(begin)
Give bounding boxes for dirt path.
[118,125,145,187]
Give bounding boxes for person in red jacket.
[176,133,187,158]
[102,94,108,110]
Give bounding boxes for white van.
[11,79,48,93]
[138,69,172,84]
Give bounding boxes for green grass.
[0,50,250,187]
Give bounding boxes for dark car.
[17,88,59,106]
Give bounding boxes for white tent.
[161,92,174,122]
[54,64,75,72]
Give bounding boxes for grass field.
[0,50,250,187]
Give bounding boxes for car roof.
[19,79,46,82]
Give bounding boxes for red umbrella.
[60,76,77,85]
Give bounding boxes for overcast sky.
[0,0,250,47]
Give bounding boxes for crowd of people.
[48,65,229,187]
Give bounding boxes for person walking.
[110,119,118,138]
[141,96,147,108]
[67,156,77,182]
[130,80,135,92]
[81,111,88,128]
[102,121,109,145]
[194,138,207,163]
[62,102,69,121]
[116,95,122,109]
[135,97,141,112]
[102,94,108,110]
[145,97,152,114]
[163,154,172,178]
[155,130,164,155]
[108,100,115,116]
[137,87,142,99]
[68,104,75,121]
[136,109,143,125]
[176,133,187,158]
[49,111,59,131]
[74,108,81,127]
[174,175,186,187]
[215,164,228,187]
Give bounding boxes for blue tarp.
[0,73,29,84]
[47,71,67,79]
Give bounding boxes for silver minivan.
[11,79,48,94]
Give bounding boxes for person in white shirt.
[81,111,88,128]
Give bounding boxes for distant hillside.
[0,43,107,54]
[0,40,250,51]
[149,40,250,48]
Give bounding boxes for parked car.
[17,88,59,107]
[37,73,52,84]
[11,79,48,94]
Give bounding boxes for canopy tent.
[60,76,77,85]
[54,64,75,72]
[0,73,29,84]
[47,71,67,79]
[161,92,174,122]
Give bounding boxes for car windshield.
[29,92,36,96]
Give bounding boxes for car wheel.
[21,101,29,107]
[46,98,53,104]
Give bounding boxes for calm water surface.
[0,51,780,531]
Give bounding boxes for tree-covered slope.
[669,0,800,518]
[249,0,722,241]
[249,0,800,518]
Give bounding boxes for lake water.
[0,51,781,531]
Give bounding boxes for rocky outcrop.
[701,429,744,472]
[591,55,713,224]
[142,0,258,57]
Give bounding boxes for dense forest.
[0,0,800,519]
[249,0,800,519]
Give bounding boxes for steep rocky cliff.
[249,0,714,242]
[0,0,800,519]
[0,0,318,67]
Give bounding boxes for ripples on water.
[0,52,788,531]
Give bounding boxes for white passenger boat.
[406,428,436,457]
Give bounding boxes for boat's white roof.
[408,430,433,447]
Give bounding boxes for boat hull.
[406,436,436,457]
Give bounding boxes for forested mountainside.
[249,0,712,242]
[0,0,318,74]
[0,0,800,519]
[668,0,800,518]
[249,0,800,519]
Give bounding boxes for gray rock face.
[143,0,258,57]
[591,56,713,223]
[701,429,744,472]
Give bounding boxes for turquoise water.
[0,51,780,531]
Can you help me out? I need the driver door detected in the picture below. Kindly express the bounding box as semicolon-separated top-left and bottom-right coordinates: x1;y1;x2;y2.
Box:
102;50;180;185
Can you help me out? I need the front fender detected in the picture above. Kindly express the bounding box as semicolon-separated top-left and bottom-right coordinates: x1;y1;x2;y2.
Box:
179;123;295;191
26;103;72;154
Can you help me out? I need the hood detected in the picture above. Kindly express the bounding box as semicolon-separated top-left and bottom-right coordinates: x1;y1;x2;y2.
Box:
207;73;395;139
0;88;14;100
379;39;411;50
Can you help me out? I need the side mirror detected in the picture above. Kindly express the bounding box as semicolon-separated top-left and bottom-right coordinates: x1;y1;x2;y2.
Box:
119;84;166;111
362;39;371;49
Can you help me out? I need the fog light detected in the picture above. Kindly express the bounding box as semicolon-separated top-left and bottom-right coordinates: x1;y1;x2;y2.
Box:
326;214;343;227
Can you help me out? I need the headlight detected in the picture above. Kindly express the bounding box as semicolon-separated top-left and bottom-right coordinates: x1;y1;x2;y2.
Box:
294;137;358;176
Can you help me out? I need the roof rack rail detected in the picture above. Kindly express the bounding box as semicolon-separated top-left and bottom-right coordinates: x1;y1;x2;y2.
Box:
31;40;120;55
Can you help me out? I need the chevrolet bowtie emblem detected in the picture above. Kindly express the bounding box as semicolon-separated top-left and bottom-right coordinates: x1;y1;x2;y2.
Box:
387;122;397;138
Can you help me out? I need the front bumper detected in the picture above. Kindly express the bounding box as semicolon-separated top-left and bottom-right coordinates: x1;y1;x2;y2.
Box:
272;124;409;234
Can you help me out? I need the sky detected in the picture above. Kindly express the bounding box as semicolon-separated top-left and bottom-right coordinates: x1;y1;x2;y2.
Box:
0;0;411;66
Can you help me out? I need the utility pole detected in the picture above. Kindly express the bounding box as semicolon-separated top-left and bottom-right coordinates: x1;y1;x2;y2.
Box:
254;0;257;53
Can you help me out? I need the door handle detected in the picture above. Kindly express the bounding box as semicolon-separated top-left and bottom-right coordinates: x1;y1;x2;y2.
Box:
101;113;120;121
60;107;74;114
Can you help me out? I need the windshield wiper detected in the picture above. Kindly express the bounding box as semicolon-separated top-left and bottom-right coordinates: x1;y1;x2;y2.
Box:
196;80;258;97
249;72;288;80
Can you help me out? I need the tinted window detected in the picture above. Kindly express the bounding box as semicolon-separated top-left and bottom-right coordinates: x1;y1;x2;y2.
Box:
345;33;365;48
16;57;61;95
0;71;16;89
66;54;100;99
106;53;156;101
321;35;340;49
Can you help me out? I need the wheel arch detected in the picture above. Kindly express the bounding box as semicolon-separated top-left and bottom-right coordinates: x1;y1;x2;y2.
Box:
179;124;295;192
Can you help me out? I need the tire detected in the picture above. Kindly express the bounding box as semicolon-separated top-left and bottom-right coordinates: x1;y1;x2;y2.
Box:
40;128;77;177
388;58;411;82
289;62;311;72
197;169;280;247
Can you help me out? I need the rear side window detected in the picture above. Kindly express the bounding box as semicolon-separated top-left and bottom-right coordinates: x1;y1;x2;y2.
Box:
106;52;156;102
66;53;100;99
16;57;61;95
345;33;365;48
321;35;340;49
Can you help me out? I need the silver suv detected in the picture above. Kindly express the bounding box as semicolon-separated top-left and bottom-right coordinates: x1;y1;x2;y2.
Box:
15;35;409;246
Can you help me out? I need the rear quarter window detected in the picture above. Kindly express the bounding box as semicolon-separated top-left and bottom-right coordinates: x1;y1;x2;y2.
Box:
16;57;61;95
(end)
▶ Do this
Swap every "Can you help me out?" in the rows above for "Could you help me?", and give all the rows again with nothing else changed.

▶ Solution for this task
Give bounding boxes for dirt path.
[118,125,145,187]
Give bounding boxes for person in red jacket.
[176,133,187,158]
[102,94,108,110]
Give bounding boxes for white van.
[11,79,48,93]
[138,69,172,84]
Give bounding boxes for green grass.
[0,50,250,187]
Give bounding boxes for dark car.
[17,88,59,106]
Give bounding boxes for white tent.
[161,92,174,122]
[54,64,75,72]
Give bounding boxes for grass field.
[0,50,250,187]
Give bounding boxes for car roof.
[19,79,46,82]
Give bounding boxes for red umbrella.
[60,76,77,85]
Give bounding boxes for overcast sky.
[0,0,250,47]
Give bounding boxes for crowd of people.
[48,65,229,187]
Give bounding boxes for person walking.
[110,119,118,138]
[141,96,147,108]
[67,156,77,182]
[130,80,135,92]
[81,111,88,128]
[102,121,109,145]
[194,138,207,163]
[62,102,69,121]
[116,95,122,109]
[135,97,141,112]
[102,94,108,110]
[145,97,152,114]
[163,154,172,178]
[155,130,164,155]
[108,100,115,116]
[137,87,142,99]
[68,104,75,121]
[136,109,143,125]
[176,133,187,158]
[49,111,59,131]
[74,108,81,127]
[174,175,186,187]
[215,164,228,187]
Give bounding boxes for blue tarp.
[0,73,29,84]
[47,71,67,79]
Give bounding boxes for silver minivan.
[11,79,48,94]
Give bounding boxes for person in white shirt.
[81,111,88,128]
Give bounding boxes for distant hillside.
[0,43,107,54]
[0,40,250,51]
[149,40,250,48]
Give bounding boxes for parked car.
[17,88,59,107]
[37,73,52,84]
[11,79,48,94]
Give bounding boxes for canopy tent.
[60,76,77,85]
[54,64,75,72]
[0,73,29,84]
[47,71,67,79]
[161,92,174,122]
Give bounding boxes for car windshield.
[29,92,36,96]
Give bounding boxes for car wheel.
[21,101,29,107]
[46,98,53,104]
Give bounding boxes for calm water surface.
[0,51,780,531]
Give bounding boxes for tree-covered slope.
[669,0,800,518]
[249,0,722,241]
[249,0,800,518]
Give bounding boxes for lake water.
[0,51,781,531]
Give bounding boxes for rocky outcrop.
[701,429,744,472]
[591,55,713,224]
[142,0,258,57]
Give bounding boxes for dense forest.
[0,0,800,519]
[249,0,800,519]
Give bounding boxes for steep rocky cliff.
[249,0,714,242]
[0,0,800,519]
[0,0,318,67]
Give bounding boxes for ripples on water.
[0,52,788,531]
Give bounding boxes for white passenger boat.
[406,428,436,457]
Give bounding boxes for boat's white roof.
[408,430,433,447]
Give bounding boxes for boat hull.
[406,436,436,457]
Give bounding boxes for forested mountainside.
[249,0,712,242]
[0,0,318,74]
[0,0,800,519]
[668,0,800,518]
[249,0,800,519]
Give bounding boxes for gray rock face.
[143,0,258,57]
[591,56,713,223]
[701,429,744,472]
Give bounding boxes for turquoise water.
[0,51,780,531]
Could you help me? I need the driver door detected in the picture below. Kindly express the bounding box as semicolon-separated top-left and bottom-right coordinates: x1;y1;x2;y2.
Box:
102;50;180;185
Could you help me? I need the front fender detected in the picture above. Kindly express the bounding box as semicolon-separated top-left and bottom-right coordinates: x1;y1;x2;y2.
Box:
179;123;295;191
26;103;72;154
Could you help me? I need the hood detected in the picture above. Kindly express the bounding box as semicolon-separated top-left and bottom-right coordinates: x1;y1;x2;y2.
Box:
207;73;395;139
0;88;14;100
379;39;411;50
Could you help me? I need the side mirror detected in the picture above. Kindly express the bounding box as semicolon-separated top-left and bottom-right coordinates: x1;y1;x2;y2.
Box:
119;84;166;111
362;39;371;49
Could you help me? I need the fog light detected in the picture above. Kindly express the bounding box as semicolon-separated top-left and bottom-right coordinates: x1;y1;x2;y2.
Box:
326;214;343;227
Could you help me? I need the headlight detected in the picture above. Kindly express the bounding box as semicolon-separated top-left and bottom-right coordinates: x1;y1;x2;y2.
Box:
294;137;358;176
Could you help me? I need the roof rack rail detected in the picture above. Kindly express the bounding box as semicolon-separated top-left and bottom-right coordinates: x1;y1;x2;y2.
Box:
31;40;120;55
Could you help me? I need the chevrolet bowtie emblem detected in the picture above. Kindly express the bounding box as semicolon-separated top-left and bottom-right coordinates: x1;y1;x2;y2.
Box:
387;122;397;138
Could you help me? I need the front bumper detected in the picture above. Kindly express the bounding box as semicolon-separated top-left and bottom-right coordinates: x1;y1;x2;y2.
Box:
272;124;409;234
Could you help me? I need the sky detected in the picture above. Kindly express the bounding box as semicolon-separated top-left and bottom-right coordinates: x1;y1;x2;y2.
Box:
0;0;411;66
Could you help me? I need the utility pole detected in the picture above. Kindly express the bounding box as semicolon-separated top-left and bottom-right coordinates: x1;y1;x2;y2.
Box:
254;0;257;53
Could you help me? I need the door handle detected in the picture above. Kindly express the bounding box as semicolon-separated top-left and bottom-right coordinates: x1;y1;x2;y2.
Box:
101;113;120;121
60;107;74;114
Could you help me? I need the windshield wiper detected in the picture above. Kindly express the bounding box as semicolon-separated top-left and bottom-right coordinates: x1;y1;x2;y2.
Box:
196;80;258;97
249;72;288;80
Could you help me? I need the tinted window detected in the picture above. Kindly express the bounding box as semicolon-separated top-left and bottom-right coordinates: x1;y1;x2;y2.
Box:
345;33;365;48
16;57;61;95
0;71;16;89
66;54;100;99
106;53;156;101
321;35;340;49
Could you help me? I need the wheel arch detected in the picture above. Kindly express the bounding box as semicolon-separated top-left and bottom-right coordinates: x1;y1;x2;y2.
Box:
179;124;295;192
Could you help me? I need the tire detected in the picture above. Kindly express the bounding box as semicolon-separated top-left and bottom-right coordinates: x1;y1;x2;y2.
Box:
40;128;77;177
388;58;411;82
289;62;311;72
197;169;280;247
Could you help me? I need the rear side window detected in the picture above. Kindly express the bounding box as semicolon-separated top-left and bottom-right coordinates: x1;y1;x2;y2.
Box:
106;52;156;102
66;53;100;99
16;57;61;95
345;33;365;48
321;35;340;49
Could you help me? I need the silver suv detected in the picture above. Kindly express the bounding box as semicolon-separated top-left and bottom-right coordinates: x1;y1;x2;y2.
Box:
15;35;409;246
Could you help me? I need the rear quarter window detected in the picture above. Kindly express the bounding box as semicolon-separated top-left and bottom-right coordinates: x1;y1;x2;y2.
Box:
16;57;61;95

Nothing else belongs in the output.